# TEXTO DE LECTURA
Pasó por Buenos Aires el ciclón del teólogo español Olegario González de Cardedal, y nos ha dejado en el alma y en los oídos el lirismo de su palabra sobre Dios, sobre Jesús, sobre la Iglesia comunidad, sobre el hombre y la sociedad de hoy, a la que es menester abrir caminos de acceso a Dios.
Nos conmovió una vez más el teólogo consciente de su misión teologal: anunciar a Jesús dialogando con la cultura desde dentro de ella. Con una palabra bella, lírica, que canta las grandezas de Dios; y al mismo tiempo una palabra teologal embebida de la palabra de Dios, que le brota desde el griego del Nuevo Testamento y fluye en su voz con sencilla naturalidad. (“El Nuevo Testamento es una orquesta, con violines, violas, cellos, flautas y clarinetes, que nos habla de Jesús”).
Misión teologal que le llegaba como un imperativo en su España y Castilla natal, ahora cada vez más despoblada: era necesario que los hombres pudieran encontrar en la Iglesia interlocutores válidos a la altura de su tiempo. Había que evitar que se repitiera el drama de que Unamuno y Ortega no hubieran podido ser escuchados y acompañados por hombres de Iglesia capaces de dar razón de su esperanza ante sus validísimas preguntas.

# ENUNCIADO
Edite el pasaje del texto sobre Olegario González de Cardedal desde "Misión teologal que" hasta "sus validísimas preguntas.", ambos inclusive, y sustituya "despoblada" por "deshabitada". Los ítems no intervienen en este ejercicio.

# DATOS ALMACENADOS
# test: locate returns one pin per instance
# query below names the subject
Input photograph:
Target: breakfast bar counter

* * *

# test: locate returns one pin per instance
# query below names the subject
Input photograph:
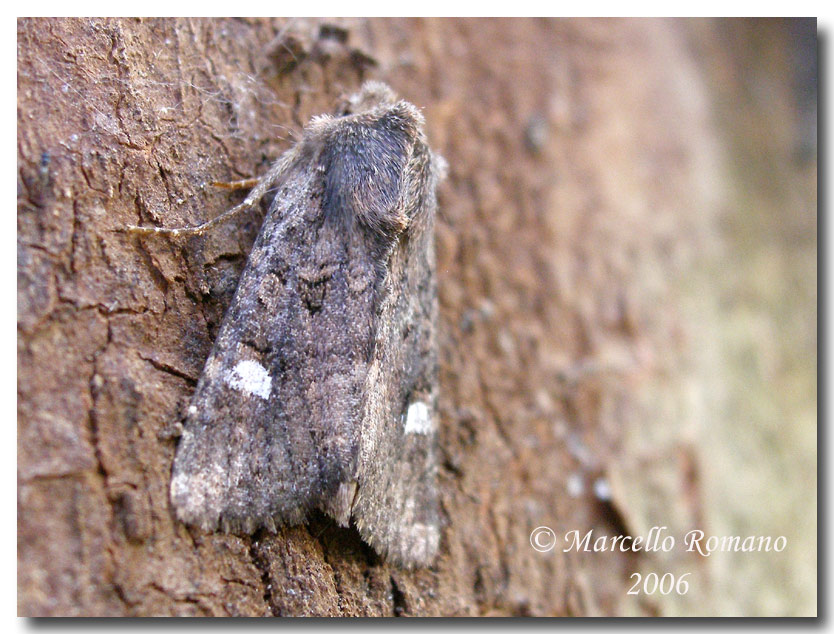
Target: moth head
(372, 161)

# RESPUESTA
Misión teologal que le llegaba como un imperativo en su España y Castilla natal, ahora cada vez más deshabitada: era necesario que los hombres pudieran encontrar en la Iglesia interlocutores válidos a la altura de su tiempo. Había que evitar que se repitiera el drama de que Unamuno y Ortega no hubieran podido ser escuchados y acompañados por hombres de Iglesia capaces de dar razón de su esperanza ante sus validísimas preguntas.